* Task details
Please arrange the material below as a Markdown table with two columns, "Row" and "Line". Number each non-blank line in order and skip the blank ones.

----------------------------------------

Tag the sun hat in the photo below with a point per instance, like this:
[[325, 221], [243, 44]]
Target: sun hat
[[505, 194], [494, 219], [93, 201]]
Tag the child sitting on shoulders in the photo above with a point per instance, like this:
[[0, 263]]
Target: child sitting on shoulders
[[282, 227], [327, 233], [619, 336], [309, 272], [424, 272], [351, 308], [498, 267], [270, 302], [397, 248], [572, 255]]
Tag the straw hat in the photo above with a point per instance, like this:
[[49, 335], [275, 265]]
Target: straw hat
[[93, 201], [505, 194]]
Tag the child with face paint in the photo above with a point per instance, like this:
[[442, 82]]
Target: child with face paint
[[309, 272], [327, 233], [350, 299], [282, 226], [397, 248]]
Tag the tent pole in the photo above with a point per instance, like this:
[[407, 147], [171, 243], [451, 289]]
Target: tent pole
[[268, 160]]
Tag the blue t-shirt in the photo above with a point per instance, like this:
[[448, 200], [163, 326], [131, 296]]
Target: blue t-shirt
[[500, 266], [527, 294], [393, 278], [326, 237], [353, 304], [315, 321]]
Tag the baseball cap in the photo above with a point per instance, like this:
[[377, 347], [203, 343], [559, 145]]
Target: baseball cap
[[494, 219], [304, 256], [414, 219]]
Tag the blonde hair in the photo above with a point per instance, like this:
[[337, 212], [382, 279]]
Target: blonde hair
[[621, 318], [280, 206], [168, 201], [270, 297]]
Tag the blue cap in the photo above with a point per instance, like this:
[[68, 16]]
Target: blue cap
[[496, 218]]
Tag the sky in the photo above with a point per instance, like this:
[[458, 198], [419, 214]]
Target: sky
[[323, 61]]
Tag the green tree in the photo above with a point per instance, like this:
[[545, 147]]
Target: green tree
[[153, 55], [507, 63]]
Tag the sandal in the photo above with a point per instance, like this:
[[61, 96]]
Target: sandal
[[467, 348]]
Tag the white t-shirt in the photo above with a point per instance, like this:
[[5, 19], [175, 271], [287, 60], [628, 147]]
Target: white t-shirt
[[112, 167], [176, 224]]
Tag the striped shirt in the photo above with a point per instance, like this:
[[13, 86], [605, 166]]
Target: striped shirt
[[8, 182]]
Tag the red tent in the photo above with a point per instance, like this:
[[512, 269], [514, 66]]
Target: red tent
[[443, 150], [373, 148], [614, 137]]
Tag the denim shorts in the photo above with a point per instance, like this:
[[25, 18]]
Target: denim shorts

----------------------------------------

* Result of the task
| Row | Line |
|---|---|
| 1 | Tag the sun hat in the photo below with a point per instance, like this: |
| 2 | [[325, 221], [243, 44]] |
| 3 | Target: sun hat |
| 4 | [[505, 194], [494, 219], [93, 201]] |
| 5 | Tag the child sitting on shoulders in the photo above with a point per instance, like this: |
| 6 | [[0, 263]] |
| 7 | Target: child sitting on shoulders |
| 8 | [[282, 227], [327, 233], [619, 336], [309, 272], [424, 272], [351, 308], [498, 267], [270, 302], [397, 248], [572, 255]] |
| 9 | Tag the straw hat in the photo above with a point per instance, like this: |
| 10 | [[49, 335], [275, 265]] |
| 11 | Target: straw hat |
| 12 | [[93, 201], [505, 194]] |
| 13 | Tag the child with face paint in the photo above with a point per instance, like this: |
| 14 | [[442, 82]] |
| 15 | Target: child with face paint |
| 16 | [[309, 272], [327, 233], [350, 299], [282, 226], [397, 248]] |
| 17 | Tag the tent pole in the photo above with a point per instance, like this: |
| 18 | [[407, 147], [171, 243], [451, 289]] |
| 19 | Target: tent pole |
| 20 | [[268, 160]] |
| 21 | Tag the blue t-shirt in the photo above with a point per instance, like this: |
| 22 | [[448, 200], [163, 326], [131, 296]] |
| 23 | Target: blue t-shirt |
| 24 | [[500, 266], [527, 294], [393, 278], [326, 237], [353, 304], [315, 321]] |
| 25 | Tag the baseball cap in the photo above with a point per instance, like this: |
| 26 | [[377, 347], [203, 343], [559, 145]] |
| 27 | Target: baseball cap |
| 28 | [[494, 219], [304, 256], [414, 219]] |
| 29 | Tag the blonde hair in the photo above with a point per instance, like this: |
| 30 | [[337, 212], [382, 279]] |
| 31 | Target: blonde hair |
| 32 | [[621, 318], [280, 206], [168, 201], [270, 297]] |
| 33 | Tag the blue cap in the photo above with a point per instance, like this: |
| 34 | [[68, 16]] |
| 35 | Target: blue cap |
| 36 | [[496, 218]] |
| 37 | Tag the sky in the photo above with a point per instance, like this: |
| 38 | [[458, 198], [419, 214]] |
| 39 | Target: sky |
| 40 | [[323, 61]] |
| 41 | Tag the green tree in the photo above with a point per instance, like this: |
| 42 | [[545, 147]] |
| 43 | Target: green tree |
| 44 | [[153, 55], [507, 63]] |
| 45 | Tag the sandal in the photo above with a point per instance, like this: |
| 46 | [[61, 96]] |
| 47 | Target: sandal |
| 48 | [[467, 348]] |
| 49 | Tag the white t-shirt in the photo above with a point per instance, like this: |
| 50 | [[5, 19], [175, 271], [287, 60], [628, 147]] |
| 51 | Target: white t-shirt |
| 52 | [[112, 167], [176, 224]] |
| 53 | Tag the striped shirt in the photo above with a point per instance, like this: |
| 54 | [[13, 86], [605, 166]] |
| 55 | Target: striped shirt |
| 56 | [[8, 182]] |
| 57 | Tag the red tent in the photo above with a point per instance, like this: |
| 58 | [[512, 269], [514, 66]] |
| 59 | Target: red tent |
| 60 | [[443, 150], [373, 148], [614, 137]] |
| 61 | Tag the denim shorts in the photo above with a point per instance, like this: |
| 62 | [[25, 18]] |
| 63 | Target: denim shorts |